Task statement: Repeat word for word everything from the line containing "Task: annotate the locomotive cab." to the end of the listing, first and last lines included, and only that.

Records for the exercise:

::::::::

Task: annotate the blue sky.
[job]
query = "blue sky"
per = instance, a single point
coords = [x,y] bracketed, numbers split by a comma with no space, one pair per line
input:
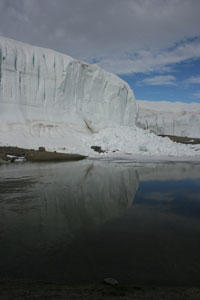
[152,44]
[182,83]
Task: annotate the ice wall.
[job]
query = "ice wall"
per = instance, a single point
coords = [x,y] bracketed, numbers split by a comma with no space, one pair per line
[44,92]
[180,119]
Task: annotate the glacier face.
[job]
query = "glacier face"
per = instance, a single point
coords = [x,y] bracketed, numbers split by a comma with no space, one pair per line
[179,119]
[49,94]
[50,99]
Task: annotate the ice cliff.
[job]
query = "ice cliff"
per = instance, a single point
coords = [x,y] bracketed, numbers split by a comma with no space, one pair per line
[180,119]
[50,99]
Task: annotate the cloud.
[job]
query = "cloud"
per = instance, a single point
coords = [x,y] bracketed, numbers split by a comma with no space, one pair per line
[127,35]
[193,80]
[196,95]
[151,61]
[159,80]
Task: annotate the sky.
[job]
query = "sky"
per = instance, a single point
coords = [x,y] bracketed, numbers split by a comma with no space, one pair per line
[154,45]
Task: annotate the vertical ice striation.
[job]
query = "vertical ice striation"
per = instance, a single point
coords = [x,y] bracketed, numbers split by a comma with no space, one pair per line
[43,85]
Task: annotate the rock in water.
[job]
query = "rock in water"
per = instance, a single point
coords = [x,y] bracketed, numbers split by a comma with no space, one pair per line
[110,281]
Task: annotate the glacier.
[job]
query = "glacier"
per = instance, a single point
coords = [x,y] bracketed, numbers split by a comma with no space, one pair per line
[167,118]
[50,99]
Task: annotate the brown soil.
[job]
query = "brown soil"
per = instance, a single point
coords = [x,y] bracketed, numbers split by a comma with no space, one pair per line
[28,290]
[182,140]
[36,155]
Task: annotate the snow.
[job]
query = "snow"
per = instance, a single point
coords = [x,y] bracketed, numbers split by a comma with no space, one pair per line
[167,118]
[50,99]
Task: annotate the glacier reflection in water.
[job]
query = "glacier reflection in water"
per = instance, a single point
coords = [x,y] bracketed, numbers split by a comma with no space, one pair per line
[83,221]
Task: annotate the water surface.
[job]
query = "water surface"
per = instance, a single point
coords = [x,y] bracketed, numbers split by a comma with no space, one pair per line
[80,222]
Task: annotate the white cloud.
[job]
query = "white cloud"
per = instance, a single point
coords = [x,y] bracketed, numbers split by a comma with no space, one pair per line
[194,79]
[196,95]
[128,35]
[159,80]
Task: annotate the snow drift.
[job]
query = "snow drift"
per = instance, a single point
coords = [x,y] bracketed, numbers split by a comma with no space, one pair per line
[180,119]
[50,99]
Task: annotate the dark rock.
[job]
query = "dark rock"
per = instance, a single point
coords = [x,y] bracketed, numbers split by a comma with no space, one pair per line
[97,149]
[110,281]
[41,149]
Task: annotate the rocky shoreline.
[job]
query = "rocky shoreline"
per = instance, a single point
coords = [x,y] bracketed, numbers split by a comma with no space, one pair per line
[12,154]
[25,289]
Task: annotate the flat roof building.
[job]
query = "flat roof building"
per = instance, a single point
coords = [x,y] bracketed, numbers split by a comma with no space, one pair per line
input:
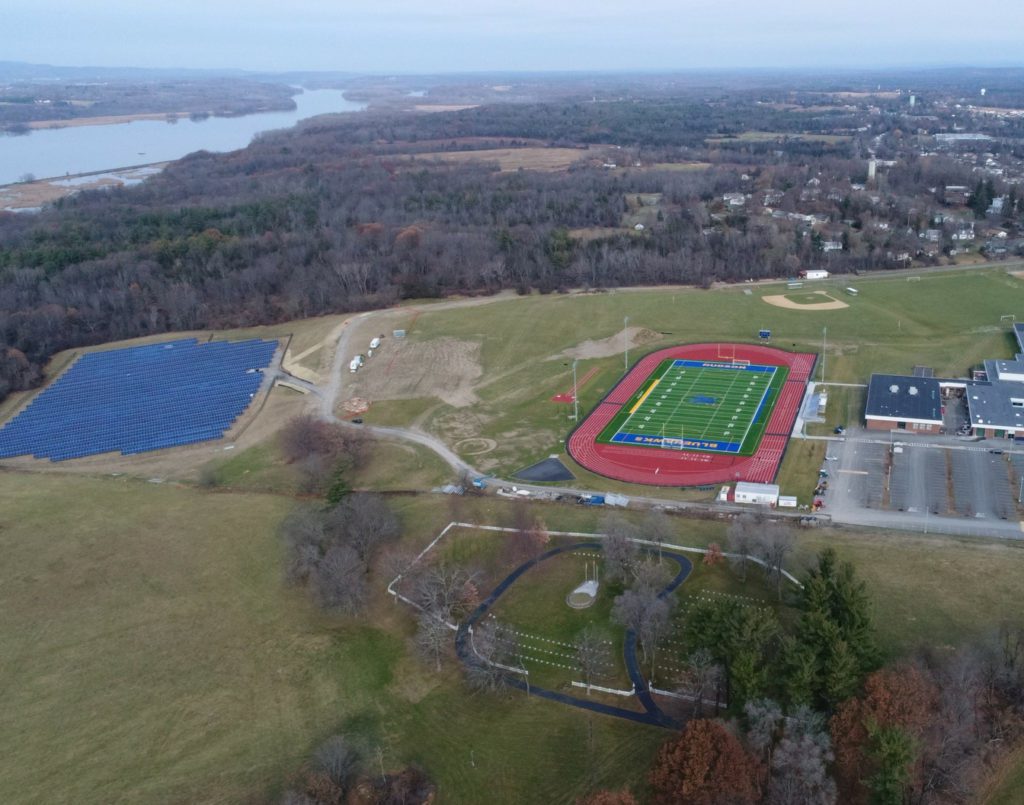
[901,403]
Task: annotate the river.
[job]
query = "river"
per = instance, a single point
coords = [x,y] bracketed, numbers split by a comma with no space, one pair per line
[48,153]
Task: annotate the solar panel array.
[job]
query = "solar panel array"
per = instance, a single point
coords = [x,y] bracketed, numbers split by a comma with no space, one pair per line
[140,398]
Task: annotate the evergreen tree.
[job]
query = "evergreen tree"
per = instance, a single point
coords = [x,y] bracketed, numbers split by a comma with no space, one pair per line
[892,749]
[841,675]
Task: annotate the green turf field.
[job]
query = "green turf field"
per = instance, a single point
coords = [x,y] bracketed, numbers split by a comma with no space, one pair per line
[698,405]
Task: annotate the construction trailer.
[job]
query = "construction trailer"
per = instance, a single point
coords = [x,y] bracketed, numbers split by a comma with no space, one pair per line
[756,494]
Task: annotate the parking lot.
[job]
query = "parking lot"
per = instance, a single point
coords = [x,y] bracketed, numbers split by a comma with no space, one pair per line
[944,483]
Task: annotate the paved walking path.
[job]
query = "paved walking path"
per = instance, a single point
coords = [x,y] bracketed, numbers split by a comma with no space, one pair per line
[651,715]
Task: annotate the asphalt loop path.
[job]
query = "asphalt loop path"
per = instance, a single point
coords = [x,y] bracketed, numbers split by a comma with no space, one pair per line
[652,714]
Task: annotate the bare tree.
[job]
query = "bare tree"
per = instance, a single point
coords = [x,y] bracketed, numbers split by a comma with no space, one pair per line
[321,450]
[650,574]
[702,678]
[775,546]
[365,521]
[340,580]
[444,590]
[647,615]
[494,651]
[742,537]
[657,527]
[620,549]
[337,759]
[592,654]
[432,638]
[302,532]
[800,763]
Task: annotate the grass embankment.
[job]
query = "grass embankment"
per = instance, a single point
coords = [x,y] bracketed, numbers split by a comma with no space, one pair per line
[389,466]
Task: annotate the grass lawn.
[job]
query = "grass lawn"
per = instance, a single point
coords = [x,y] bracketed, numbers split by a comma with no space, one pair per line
[889,327]
[153,654]
[845,407]
[390,466]
[536,606]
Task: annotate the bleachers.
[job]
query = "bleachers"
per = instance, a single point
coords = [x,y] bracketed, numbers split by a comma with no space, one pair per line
[140,398]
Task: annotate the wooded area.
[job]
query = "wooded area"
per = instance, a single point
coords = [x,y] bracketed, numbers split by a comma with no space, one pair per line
[340,215]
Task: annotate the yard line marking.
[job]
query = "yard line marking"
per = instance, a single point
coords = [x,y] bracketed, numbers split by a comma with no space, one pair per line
[643,398]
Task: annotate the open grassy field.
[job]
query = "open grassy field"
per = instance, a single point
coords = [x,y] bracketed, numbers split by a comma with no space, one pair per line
[846,407]
[526,345]
[763,136]
[152,652]
[513,159]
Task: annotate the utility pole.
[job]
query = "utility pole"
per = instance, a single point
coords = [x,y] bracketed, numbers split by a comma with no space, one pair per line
[626,343]
[576,395]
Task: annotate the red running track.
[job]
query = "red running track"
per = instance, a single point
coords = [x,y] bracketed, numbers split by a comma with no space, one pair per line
[683,468]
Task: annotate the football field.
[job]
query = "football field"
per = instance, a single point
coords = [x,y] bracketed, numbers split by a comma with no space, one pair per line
[718,407]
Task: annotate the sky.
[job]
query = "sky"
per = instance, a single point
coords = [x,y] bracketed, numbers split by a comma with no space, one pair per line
[445,36]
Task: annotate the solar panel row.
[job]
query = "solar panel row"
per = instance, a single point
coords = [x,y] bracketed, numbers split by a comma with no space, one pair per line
[140,398]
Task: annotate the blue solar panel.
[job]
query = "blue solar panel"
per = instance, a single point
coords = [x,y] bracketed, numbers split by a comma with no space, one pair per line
[140,398]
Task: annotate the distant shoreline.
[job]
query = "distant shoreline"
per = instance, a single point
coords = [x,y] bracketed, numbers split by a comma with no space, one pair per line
[30,196]
[114,120]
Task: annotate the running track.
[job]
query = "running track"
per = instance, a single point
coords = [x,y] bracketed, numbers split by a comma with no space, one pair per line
[685,468]
[651,714]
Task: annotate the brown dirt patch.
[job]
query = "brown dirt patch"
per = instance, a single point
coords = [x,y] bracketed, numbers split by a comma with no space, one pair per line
[443,107]
[513,159]
[36,194]
[442,368]
[104,120]
[779,300]
[612,345]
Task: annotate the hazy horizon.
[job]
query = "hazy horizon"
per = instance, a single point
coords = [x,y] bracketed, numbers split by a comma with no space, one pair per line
[530,36]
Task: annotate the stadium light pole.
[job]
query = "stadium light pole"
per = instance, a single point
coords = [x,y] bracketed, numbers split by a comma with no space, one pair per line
[824,335]
[576,394]
[626,343]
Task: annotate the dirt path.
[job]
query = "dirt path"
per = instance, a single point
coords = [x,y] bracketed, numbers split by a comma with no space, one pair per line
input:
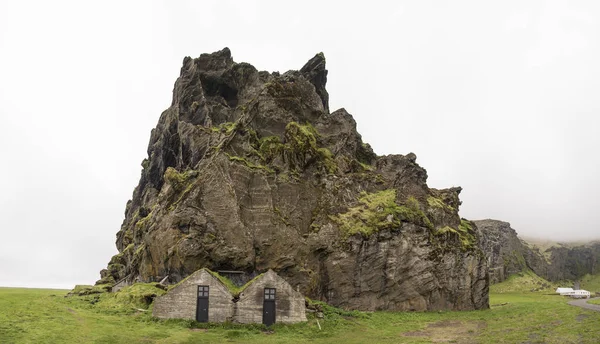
[583,304]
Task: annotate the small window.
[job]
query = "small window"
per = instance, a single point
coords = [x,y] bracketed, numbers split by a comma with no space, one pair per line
[269,293]
[202,291]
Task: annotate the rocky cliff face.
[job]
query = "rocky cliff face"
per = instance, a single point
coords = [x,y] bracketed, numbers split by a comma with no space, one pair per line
[249,170]
[508,254]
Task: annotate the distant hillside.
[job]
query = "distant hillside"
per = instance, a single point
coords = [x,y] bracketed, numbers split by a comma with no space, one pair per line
[555,261]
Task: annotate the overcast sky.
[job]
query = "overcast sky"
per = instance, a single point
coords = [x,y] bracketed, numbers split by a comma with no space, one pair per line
[501,98]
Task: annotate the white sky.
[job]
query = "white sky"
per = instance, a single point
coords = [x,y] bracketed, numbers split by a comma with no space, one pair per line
[500,98]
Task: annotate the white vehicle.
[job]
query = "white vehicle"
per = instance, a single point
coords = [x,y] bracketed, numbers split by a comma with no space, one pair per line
[564,291]
[580,294]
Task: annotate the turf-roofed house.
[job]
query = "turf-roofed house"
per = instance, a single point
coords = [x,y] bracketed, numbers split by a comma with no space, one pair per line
[206,296]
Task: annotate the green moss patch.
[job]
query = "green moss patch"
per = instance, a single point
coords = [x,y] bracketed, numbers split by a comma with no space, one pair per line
[81,290]
[249,164]
[378,211]
[135,296]
[178,179]
[435,202]
[464,232]
[298,149]
[233,289]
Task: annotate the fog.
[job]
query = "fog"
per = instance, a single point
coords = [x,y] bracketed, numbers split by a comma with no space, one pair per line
[500,98]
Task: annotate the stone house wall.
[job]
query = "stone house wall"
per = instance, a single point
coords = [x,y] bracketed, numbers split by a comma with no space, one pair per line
[180,302]
[290,304]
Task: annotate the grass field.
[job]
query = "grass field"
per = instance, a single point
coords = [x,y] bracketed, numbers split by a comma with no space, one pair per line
[590,283]
[517,315]
[595,302]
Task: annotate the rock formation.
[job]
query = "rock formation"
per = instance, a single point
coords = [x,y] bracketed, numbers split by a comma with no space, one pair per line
[508,254]
[248,170]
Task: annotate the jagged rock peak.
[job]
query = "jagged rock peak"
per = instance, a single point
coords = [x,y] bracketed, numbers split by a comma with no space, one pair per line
[248,170]
[315,71]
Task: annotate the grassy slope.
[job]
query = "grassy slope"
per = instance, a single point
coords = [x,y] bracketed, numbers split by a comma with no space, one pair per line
[595,302]
[590,283]
[517,315]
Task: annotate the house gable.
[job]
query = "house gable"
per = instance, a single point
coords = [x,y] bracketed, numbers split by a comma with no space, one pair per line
[290,304]
[180,301]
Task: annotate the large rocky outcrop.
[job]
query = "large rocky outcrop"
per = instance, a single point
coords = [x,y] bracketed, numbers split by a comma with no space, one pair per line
[508,254]
[248,170]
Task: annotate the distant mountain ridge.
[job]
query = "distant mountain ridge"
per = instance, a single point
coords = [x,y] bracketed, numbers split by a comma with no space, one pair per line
[555,261]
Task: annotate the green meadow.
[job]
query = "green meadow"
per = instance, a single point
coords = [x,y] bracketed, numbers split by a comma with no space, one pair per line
[517,315]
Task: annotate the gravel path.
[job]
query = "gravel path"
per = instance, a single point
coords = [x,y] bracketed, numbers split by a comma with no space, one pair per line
[583,304]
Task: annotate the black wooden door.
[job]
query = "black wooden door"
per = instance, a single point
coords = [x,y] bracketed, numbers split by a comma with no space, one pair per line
[269,307]
[202,304]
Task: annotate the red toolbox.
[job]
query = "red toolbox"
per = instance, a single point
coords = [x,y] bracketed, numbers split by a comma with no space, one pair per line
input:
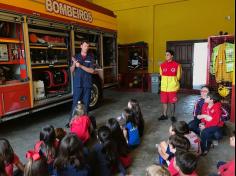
[14,97]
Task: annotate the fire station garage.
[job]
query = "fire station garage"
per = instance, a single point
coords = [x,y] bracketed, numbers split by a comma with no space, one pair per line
[102,88]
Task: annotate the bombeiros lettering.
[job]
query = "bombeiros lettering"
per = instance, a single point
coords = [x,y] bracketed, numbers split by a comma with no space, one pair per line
[54,6]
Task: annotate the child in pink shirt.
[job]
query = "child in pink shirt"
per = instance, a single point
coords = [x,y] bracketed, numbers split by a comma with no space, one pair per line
[9,158]
[80,123]
[185,163]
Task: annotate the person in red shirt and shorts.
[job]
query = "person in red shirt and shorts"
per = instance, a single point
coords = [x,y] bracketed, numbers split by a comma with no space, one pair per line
[170,72]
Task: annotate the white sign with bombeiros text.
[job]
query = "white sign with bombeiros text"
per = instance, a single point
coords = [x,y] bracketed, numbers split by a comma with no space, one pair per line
[54,6]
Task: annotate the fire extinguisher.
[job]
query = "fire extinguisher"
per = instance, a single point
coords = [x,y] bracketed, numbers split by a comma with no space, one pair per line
[23,67]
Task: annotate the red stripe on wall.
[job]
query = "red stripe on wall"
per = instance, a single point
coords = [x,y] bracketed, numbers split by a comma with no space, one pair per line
[232,119]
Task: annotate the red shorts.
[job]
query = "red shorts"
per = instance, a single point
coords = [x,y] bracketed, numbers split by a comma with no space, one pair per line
[168,97]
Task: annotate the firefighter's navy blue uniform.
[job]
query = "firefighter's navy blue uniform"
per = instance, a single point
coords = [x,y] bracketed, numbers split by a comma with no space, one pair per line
[82,82]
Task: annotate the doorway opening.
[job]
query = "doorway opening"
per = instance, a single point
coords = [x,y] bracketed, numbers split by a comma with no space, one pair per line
[199,65]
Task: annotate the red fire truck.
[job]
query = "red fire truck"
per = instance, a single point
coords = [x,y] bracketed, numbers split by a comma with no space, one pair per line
[37,40]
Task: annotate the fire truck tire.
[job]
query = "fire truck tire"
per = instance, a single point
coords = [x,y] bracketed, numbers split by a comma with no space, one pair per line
[96,93]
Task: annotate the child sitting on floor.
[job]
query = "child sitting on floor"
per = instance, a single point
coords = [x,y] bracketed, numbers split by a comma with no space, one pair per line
[185,163]
[134,106]
[156,170]
[80,123]
[194,124]
[119,139]
[131,132]
[47,145]
[9,157]
[36,165]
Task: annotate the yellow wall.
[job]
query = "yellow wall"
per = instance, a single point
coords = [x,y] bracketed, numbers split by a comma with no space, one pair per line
[158,21]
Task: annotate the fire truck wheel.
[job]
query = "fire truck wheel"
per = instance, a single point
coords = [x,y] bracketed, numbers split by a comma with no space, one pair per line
[96,93]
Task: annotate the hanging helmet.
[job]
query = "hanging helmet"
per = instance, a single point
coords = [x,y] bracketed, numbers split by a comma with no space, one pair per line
[223,91]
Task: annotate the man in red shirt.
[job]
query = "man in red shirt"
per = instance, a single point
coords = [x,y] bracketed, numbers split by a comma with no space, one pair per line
[170,72]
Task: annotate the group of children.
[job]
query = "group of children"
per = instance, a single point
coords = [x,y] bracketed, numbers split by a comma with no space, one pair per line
[58,153]
[187,142]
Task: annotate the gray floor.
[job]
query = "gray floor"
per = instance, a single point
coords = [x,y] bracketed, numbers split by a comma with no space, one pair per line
[23,132]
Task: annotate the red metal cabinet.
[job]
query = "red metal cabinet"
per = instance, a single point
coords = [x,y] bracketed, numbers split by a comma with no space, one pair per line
[15,97]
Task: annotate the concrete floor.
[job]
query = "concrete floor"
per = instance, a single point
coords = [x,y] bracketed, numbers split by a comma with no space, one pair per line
[23,132]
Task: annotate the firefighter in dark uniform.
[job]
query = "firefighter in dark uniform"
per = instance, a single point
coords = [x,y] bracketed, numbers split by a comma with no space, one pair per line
[82,67]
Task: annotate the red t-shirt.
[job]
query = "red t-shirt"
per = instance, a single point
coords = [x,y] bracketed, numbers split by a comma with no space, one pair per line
[215,112]
[9,167]
[80,126]
[174,172]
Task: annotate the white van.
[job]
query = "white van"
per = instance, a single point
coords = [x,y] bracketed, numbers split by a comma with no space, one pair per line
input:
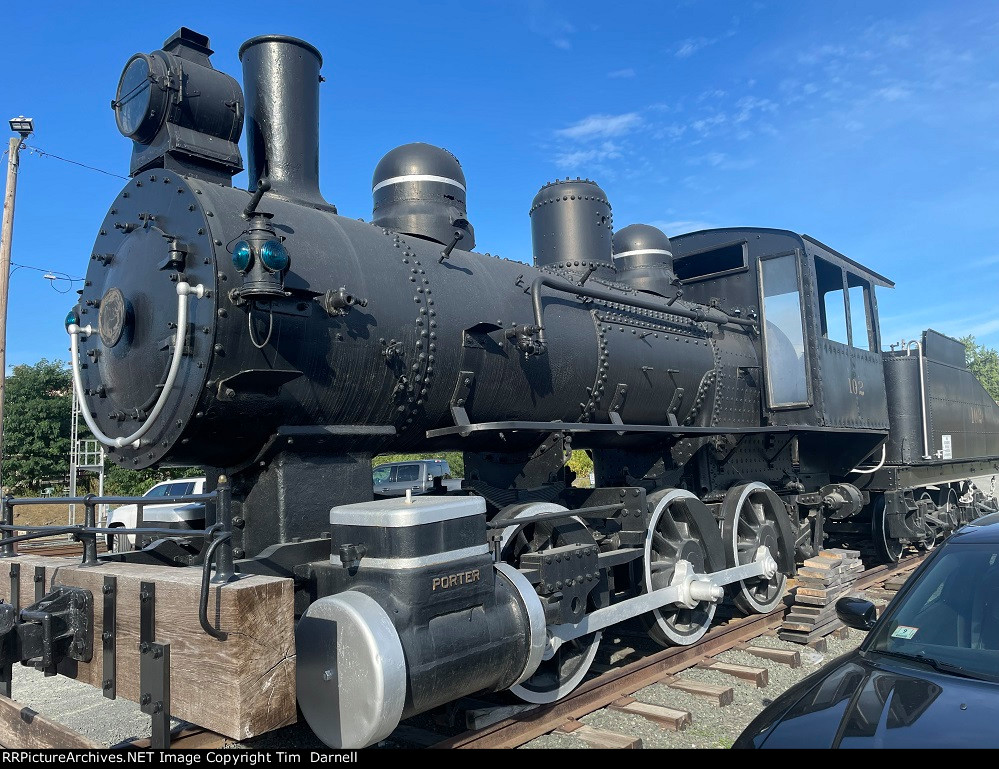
[165,516]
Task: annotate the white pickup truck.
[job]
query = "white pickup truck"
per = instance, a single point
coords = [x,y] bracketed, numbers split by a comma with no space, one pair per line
[165,516]
[394,479]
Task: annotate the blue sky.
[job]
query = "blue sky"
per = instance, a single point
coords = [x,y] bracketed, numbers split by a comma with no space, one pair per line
[873,127]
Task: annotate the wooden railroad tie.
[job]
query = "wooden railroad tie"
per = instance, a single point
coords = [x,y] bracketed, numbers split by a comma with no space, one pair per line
[821,581]
[667,718]
[789,657]
[599,738]
[720,695]
[757,676]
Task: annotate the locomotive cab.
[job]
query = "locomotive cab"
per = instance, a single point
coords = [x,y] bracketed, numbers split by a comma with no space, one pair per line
[819,341]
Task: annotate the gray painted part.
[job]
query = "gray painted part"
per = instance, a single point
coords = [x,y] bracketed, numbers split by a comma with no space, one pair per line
[420,561]
[351,670]
[535,612]
[397,512]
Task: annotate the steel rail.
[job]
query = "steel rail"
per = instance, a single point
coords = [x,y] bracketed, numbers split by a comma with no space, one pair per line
[603,690]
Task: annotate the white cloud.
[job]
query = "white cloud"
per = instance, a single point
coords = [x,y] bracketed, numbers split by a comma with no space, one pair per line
[892,93]
[601,126]
[681,226]
[575,158]
[690,46]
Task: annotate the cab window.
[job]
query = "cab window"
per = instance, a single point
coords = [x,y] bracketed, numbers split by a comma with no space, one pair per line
[832,302]
[783,332]
[382,474]
[860,312]
[844,306]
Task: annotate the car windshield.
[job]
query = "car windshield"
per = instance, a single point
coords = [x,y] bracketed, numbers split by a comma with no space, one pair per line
[171,489]
[949,618]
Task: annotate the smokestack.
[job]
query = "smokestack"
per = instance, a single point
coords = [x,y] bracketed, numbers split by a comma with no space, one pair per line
[281,85]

::::::::

Finished answer:
Task: annotate the locomotive cab.
[job]
query = "locomotive cab"
per = instance, a single point
coords = [x,y] bracketed, numbers split by a comma with no space, one pair per line
[819,341]
Task: annotate the gray painted part.
[job]
query = "gray painted part"
per = instance, a single point
coords = [x,y] bracketed, numbers split by a comma with no space, one pair per line
[420,561]
[351,670]
[535,612]
[397,512]
Task: annotate the steel rail.
[job]
query = "steel rail"
per = instance, a single point
coords = [x,y] bracketed, numbers split by a comma with no space, one pair per line
[603,690]
Task: annotate the white cloud.
[job]
query = "white cloud"
per = instance, a single point
coords = [x,y] bracketed, numbers split by a comma with no space, one pair per line
[892,93]
[601,126]
[681,226]
[575,158]
[690,46]
Task: annotate the cab window.
[job]
query = "cab window"
per = instance, a single point
coords = [x,y] bracketed, numbers split by a comma with no space, one pair per line
[832,302]
[783,332]
[382,474]
[860,312]
[844,306]
Task: annotate the car windshield.
[job]
query = "car windshield"
per = instance, a single point
coords = [x,y] bracketed, numbers split by a comma with no space, one pair per line
[171,489]
[949,618]
Task: annotate the smokestack.
[job]
query = "smokestack"
per = instance, a single point
coords = [x,y] bracketed, numbers split by a comma with no space, one pair per line
[281,85]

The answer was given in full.